To be done
In the items below, find each line that contains the string "white" and copy those lines out.

================================

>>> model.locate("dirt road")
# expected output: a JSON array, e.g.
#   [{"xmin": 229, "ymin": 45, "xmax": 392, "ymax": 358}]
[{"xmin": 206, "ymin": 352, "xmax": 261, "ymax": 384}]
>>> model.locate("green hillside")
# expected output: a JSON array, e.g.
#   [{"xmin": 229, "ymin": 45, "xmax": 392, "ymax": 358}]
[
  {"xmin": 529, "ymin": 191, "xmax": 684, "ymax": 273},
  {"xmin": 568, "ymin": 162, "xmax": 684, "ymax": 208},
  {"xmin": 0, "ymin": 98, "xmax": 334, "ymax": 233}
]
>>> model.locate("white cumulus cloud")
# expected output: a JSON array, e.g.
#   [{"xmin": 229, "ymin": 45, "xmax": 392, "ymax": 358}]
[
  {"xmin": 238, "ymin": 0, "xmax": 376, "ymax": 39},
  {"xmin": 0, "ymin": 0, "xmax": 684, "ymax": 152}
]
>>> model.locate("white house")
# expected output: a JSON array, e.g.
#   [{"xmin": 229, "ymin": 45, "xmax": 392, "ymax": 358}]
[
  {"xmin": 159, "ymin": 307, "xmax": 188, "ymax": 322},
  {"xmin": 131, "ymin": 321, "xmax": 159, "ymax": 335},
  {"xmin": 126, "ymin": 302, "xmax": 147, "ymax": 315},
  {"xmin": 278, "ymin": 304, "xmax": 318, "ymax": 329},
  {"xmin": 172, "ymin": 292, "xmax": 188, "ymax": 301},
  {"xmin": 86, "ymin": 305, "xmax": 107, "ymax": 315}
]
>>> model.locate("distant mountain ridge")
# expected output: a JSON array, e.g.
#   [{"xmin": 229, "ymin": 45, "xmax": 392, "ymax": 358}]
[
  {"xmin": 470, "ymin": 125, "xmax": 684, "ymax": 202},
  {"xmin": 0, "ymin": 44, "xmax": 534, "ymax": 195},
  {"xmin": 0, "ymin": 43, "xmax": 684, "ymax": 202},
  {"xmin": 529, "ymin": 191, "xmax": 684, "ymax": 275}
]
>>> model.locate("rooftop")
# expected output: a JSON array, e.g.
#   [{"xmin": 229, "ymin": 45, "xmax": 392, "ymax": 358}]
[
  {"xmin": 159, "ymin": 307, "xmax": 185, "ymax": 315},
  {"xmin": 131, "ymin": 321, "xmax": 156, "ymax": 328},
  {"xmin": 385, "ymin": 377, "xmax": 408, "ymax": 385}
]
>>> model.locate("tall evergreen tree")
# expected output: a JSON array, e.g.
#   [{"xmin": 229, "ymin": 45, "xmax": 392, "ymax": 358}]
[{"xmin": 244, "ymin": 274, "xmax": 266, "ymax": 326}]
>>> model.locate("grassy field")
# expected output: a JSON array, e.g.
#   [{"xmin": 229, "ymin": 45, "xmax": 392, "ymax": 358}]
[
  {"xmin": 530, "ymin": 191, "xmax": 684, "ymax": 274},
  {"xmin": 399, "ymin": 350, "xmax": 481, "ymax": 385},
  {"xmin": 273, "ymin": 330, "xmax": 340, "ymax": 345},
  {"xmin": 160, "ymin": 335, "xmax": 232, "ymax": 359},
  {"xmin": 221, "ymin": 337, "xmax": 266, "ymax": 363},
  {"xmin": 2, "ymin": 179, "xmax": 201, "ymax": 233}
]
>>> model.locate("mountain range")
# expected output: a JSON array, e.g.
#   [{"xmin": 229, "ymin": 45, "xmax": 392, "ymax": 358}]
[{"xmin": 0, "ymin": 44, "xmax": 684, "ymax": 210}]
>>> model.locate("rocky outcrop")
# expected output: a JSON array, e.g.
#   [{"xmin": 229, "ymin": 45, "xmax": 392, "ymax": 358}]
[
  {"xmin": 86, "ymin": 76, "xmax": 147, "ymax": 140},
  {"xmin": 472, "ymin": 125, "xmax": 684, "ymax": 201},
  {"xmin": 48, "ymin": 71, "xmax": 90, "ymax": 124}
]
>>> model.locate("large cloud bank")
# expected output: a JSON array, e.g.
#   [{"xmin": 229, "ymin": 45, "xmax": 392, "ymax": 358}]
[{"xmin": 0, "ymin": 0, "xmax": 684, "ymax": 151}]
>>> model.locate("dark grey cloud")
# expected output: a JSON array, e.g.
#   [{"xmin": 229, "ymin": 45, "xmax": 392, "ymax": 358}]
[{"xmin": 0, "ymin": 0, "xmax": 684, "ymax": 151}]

================================

Task answer
>>> model.locate("white cumulus cloud")
>>> model.locate("white house")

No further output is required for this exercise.